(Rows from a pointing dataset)

** start **

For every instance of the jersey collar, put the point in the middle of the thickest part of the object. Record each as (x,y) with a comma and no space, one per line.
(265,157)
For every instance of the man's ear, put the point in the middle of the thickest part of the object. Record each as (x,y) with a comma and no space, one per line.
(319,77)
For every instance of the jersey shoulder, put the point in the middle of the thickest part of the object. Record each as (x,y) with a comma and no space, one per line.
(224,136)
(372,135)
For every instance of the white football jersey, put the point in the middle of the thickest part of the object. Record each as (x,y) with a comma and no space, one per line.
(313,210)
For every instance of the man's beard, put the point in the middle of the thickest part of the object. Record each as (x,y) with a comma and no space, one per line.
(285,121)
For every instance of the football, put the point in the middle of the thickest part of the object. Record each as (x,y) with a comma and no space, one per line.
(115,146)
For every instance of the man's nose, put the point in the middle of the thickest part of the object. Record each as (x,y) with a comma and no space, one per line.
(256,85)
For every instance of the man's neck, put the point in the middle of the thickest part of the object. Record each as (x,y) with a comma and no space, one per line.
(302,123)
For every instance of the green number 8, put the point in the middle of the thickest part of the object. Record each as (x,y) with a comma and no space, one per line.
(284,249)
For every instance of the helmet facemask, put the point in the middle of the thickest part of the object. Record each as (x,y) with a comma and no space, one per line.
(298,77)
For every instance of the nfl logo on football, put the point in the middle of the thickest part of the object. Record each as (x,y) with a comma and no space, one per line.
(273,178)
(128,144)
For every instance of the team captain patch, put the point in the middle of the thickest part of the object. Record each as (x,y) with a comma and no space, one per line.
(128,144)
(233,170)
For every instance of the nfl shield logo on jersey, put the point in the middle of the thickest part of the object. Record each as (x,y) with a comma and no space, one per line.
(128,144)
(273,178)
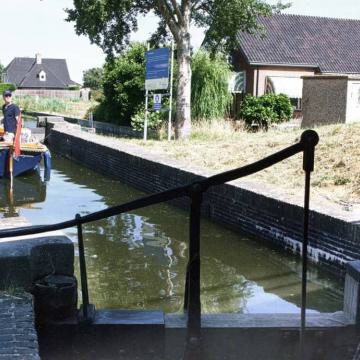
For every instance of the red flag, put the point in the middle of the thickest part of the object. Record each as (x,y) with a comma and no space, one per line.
(18,136)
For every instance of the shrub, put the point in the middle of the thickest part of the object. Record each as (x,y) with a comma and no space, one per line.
(155,119)
(123,85)
(7,86)
(265,110)
(74,87)
(210,96)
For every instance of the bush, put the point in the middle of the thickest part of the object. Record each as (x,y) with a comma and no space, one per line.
(123,85)
(210,96)
(265,110)
(74,87)
(7,86)
(155,120)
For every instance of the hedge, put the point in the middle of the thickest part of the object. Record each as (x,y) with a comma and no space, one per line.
(7,86)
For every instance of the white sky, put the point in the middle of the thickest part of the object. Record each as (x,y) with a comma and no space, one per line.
(31,26)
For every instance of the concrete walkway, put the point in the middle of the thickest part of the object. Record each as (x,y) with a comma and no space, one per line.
(18,337)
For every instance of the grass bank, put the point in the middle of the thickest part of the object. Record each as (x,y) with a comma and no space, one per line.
(219,147)
(69,107)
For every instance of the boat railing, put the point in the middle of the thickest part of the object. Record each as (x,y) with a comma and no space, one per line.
(194,191)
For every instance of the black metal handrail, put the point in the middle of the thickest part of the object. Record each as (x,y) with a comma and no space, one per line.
(194,191)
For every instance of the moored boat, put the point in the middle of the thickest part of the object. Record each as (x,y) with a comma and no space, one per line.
(28,160)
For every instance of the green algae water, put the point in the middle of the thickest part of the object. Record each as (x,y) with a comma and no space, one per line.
(138,260)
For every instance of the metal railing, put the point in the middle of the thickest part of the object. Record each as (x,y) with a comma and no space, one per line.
(194,191)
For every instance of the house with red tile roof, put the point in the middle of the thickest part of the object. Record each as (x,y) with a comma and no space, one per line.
(293,46)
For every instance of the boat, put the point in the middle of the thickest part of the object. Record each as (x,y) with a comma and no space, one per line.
(28,190)
(29,159)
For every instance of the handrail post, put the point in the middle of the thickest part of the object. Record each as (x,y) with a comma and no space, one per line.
(83,275)
(309,139)
(193,276)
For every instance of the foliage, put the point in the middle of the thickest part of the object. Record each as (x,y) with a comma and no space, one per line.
(7,86)
(154,119)
(74,87)
(109,23)
(124,79)
(265,110)
(97,95)
(70,107)
(210,97)
(93,78)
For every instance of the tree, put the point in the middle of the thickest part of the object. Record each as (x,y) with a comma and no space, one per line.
(1,71)
(210,96)
(108,23)
(93,78)
(123,83)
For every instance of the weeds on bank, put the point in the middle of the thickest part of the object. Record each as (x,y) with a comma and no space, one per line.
(219,145)
(70,107)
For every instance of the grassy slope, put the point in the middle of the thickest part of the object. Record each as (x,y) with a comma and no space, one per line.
(218,147)
(57,106)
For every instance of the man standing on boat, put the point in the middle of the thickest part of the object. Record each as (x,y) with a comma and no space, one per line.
(11,116)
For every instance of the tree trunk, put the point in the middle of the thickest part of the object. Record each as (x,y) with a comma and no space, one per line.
(183,98)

** end **

WHAT THIS TASK INVOLVES: Copy out exactly the lines from the line with "For every instance of the weeds" to the end of the listing, including both of those lines, and give nothing else.

PROBLEM SOLUTION:
For every instance of the weeds on bank, put the point in the middle of the thickest part of the object. Record each as (x,y) with a comma and no space, one per line.
(219,145)
(70,107)
For every instance of the grassy slope, put the point in the middle of the thickest part of the object. Record each as (x,y) with a comma and no space, one per line.
(218,147)
(57,106)
For every instance of the man standing on boat, put the point in the middle of the thickest part of the object. Record each as (x,y) with a comma and no space, one per line.
(11,116)
For every instance of the tree trunk, put the point in the middle of the thickest part of the object. Record each as (x,y) with a comma and no space, one per line.
(183,98)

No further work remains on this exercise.